Given text

%%

For easier debugging

In [None]:
def getAction(actionID):
    actionIDtoName = {
        0 : "None",
        1 : "Move to Table 1",
        2 : "Move to Table 2",
        3 : "Move to Table 3",
        4 : "Move to Table 4",
        5 : "Move to Table 5",
        6 : "Move to Table 6",
        7 : "Move to Counter",
        8 : "Pick Food for Table 1",
        9 : "Pick Food for Table 2",
        10 : "Pick Food for Table 3",
        11 : "Pick Food for Table 4",
        12 : "Pick Food for Table 5",
        13 : "Pick Food for Table 6",
        14 : "Move to Food Collection",
        15 : "Pick Table 1 for Group 1",
        16 : "Pick Table 2 for Group 1",
        17 : "Pick Table 3 for Group 1",
        18 : "Pick Table 4 for Group 1",
        19 : "Pick Table 5 for Group 1",
        20 : "Pick Table 6 for Group 1",
        21 : "Pick Table 1 for Group 2",
        22 : "Pick Table 2 for Group 2",
        23 : "Pick Table 3 for Group 2",
        24 : "Pick Table 4 for Group 2",
        25 : "Pick Table 5 for Group 2",
        26 : "Pick Table 6 for Group 2",
        27 : "Pick Table 1 for Group 3",
        28 : "Pick Table 2 for Group 3",
        29 : "Pick Table 3 for Group 3",
        30 : "Pick Table 4 for Group 3",
        31 : "Pick Table 5 for Group 3",
        32 : "Pick Table 6 for Group 3",
        33 : "Pick Table 1 for Group 4",
        34 : "Pick Table 2 for Group 4",
        35 : "Pick Table 3 for Group 4",
        36 : "Pick Table 4 for Group 4",
        37 : "Pick Table 5 for Group 4",
        38 : "Pick Table 6 for Group 4",
        39 : "Pick Table 1 for Group 5",
        40 : "Pick Table 2 for Group 5",
        41 : "Pick Table 3 for Group 5",
        42 : "Pick Table 4 for Group 5",
        43 : "Pick Table 5 for Group 5",
        44 : "Pick Table 6 for Group 5",
        45 : "Pick Table 1 for Group 6",
        46 : "Pick Table 2 for Group 6",
        47 : "Pick Table 3 for Group 6",
        48 : "Pick Table 4 for Group 6",
        49 : "Pick Table 5 for Group 6",
        50 : "Pick Table 6 for Group 6",
        51 : "Pick Table 1 for Group 7",
        52 : "Pick Table 2 for Group 7",
        53 : "Pick Table 3 for Group 7",
        54 : "Pick Table 4 for Group 7",
        55 : "Pick Table 5 for Group 7",
        56 : "Pick Table 6 for Group 7",
    }
    return actionIDtoName[actionID]

# Policies

In [None]:
import time
import gym

env = gym.make('diner_dash:DinerDash-v0').unwrapped
env.flash_sim = False
state = env.reset()

## Random Agent

In [None]:
from random import randint

In [None]:
# Randomly select an action from the action space
def testRA(env, state):
    # init variables
    done = False
    sumReward = 0
    actionList = []

    while not done:
        action = randint(0, 56)
        actionList.append(action)
        state, reward, done, _ = env.step(action)
        sumReward += reward

    return sumReward, actionList

## [PPO](https://github.com/nikhilbarhate99/PPO-PyTorch)

%%

Material supplied
%%

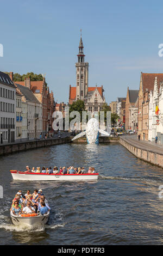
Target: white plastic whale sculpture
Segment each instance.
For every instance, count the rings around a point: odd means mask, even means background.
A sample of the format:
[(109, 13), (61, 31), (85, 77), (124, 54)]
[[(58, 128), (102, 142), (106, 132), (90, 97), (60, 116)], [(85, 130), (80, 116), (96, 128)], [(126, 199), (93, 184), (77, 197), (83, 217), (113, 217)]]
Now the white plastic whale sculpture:
[(91, 118), (87, 123), (86, 130), (75, 136), (72, 141), (86, 135), (89, 144), (98, 144), (99, 132), (106, 136), (110, 136), (108, 132), (99, 129), (99, 123), (96, 118)]

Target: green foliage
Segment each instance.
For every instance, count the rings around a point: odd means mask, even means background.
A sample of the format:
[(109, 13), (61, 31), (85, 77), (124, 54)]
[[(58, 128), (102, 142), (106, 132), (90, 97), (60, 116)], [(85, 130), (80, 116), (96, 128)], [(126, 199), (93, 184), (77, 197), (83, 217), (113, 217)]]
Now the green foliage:
[[(107, 113), (107, 111), (111, 111), (111, 108), (110, 106), (108, 105), (107, 103), (104, 103), (103, 105), (101, 111), (104, 111), (104, 121), (106, 123), (106, 113)], [(99, 120), (100, 120), (100, 112), (98, 113), (98, 114), (99, 114)]]
[[(70, 105), (70, 114), (72, 111), (78, 111), (80, 114), (80, 121), (82, 120), (82, 111), (85, 111), (84, 102), (83, 100), (78, 100), (74, 101), (72, 104)], [(73, 118), (70, 118), (70, 121)]]
[[(5, 73), (10, 75), (10, 73), (9, 72), (5, 72)], [(24, 81), (26, 78), (28, 77), (30, 77), (31, 81), (43, 81), (43, 77), (41, 74), (37, 75), (33, 73), (33, 72), (28, 72), (26, 75), (24, 74), (23, 75), (21, 75), (18, 73), (15, 73), (13, 75), (13, 80), (14, 82)]]
[(116, 113), (111, 113), (111, 122), (113, 125), (114, 125), (117, 119), (119, 119), (120, 117)]

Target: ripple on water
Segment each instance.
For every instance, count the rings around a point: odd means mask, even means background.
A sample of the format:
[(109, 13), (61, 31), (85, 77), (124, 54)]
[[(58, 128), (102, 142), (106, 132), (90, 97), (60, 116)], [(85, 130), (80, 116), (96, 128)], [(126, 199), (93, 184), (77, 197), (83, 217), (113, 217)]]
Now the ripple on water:
[[(158, 197), (162, 169), (139, 160), (121, 145), (67, 144), (0, 160), (5, 197), (0, 205), (1, 244), (162, 243), (163, 199)], [(97, 181), (13, 181), (9, 170), (23, 170), (27, 164), (95, 166), (100, 175)], [(43, 226), (11, 223), (14, 196), (20, 189), (24, 193), (29, 188), (42, 188), (52, 208)]]

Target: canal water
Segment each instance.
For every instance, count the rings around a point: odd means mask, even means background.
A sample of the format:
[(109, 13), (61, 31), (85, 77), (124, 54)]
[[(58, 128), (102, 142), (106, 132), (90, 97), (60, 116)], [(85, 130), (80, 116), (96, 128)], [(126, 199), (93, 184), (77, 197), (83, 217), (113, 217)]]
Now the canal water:
[[(10, 169), (93, 166), (97, 181), (13, 181)], [(67, 144), (0, 157), (1, 245), (163, 243), (163, 170), (119, 144)], [(48, 223), (33, 229), (13, 225), (9, 209), (21, 189), (42, 188), (51, 207)], [(163, 194), (163, 193), (162, 193)]]

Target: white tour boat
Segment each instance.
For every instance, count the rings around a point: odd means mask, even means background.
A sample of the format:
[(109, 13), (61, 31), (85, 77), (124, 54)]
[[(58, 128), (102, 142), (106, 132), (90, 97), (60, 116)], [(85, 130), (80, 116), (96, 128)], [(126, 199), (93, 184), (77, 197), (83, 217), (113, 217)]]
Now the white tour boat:
[(10, 170), (14, 180), (87, 180), (97, 179), (98, 173), (83, 174), (49, 174), (48, 173), (26, 173), (16, 170)]
[(15, 215), (12, 211), (10, 211), (10, 217), (14, 225), (21, 225), (21, 224), (29, 226), (42, 225), (47, 222), (49, 216), (49, 211), (44, 215), (37, 215), (36, 214)]

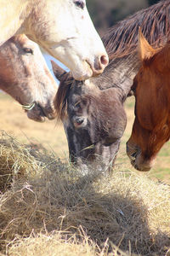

%%

The tasks
a – Answer these about the Diner Dash agent notebook:
(i) Which action name does getAction map to ID 14?
(ii) What environment ID is passed to gym.make?
(iii) Between which two numbers does the random agent draw its action?
b – Extend the Diner Dash agent notebook, starting after its final heading.

Expected responses
a –
(i) "Move to Food Collection"
(ii) 'diner_dash:DinerDash-v0'
(iii) 0 and 56

b –
In [None]:
import torch
import torch.nn as nn
import numpy as np
from torch.distributions import Categorical

In [None]:
device = torch.device("cuda:0" if torch.cuda.is_available() else "cpu")

In [None]:
class Memory:
    def __init__(self):
        self.actions = []
        self.states = []
        self.logprobs = []
        self.rewards = []
        self.is_terminals = []
    
    def clear_memory(self):
        del self.actions[:]
        del self.states[:]
        del self.logprobs[:]
        del self.rewards[:]
        del self.is_terminals[:]

class ActorCritic(nn.Module):
    def __init__(self, state_dim, action_dim, n_latent_var):
        super(ActorCritic, self).__init__()

        # actor
        self.action_layer = nn.Sequential(
                nn.Linear(state_dim, n_latent_var),
                nn.Tanh(),
                nn.Linear(n_latent_var, n_latent_var),
                nn.Tanh(),
                nn.Linear(n_latent_var, action_dim),
                nn.Softmax(dim=-1)
                )
        
        # critic
        self.value_layer = nn.Sequential(
                nn.Linear(state_dim, n_latent_var),
                nn.Tanh(),
                nn.Linear(n_latent_var, n_latent_var),
                nn.Tanh(),
                nn.Linear(n_latent_var, 1)
                )
        
    def forward(self):
        raise NotImplementedError
        
    def act(self, state, memory):
        state = torch.from_numpy(state).float().to(device) 
        action_probs = self.action_layer(state)
        dist = Categorical(action_probs)
        action = dist.sample()
        
        memory.states.append(state)
        memory.actions.append(action)
        memory.logprobs.append(dist.log_prob(action))
        
        return action.item()
    
    def evaluate(self, state, action):
        action_probs = self.action_layer(state)
        dist = Categorical(action_probs)
        
        action_logprobs = dist.log_prob(action)
        dist_entropy = dist.entropy()
        
        state_value = self.value_layer(state)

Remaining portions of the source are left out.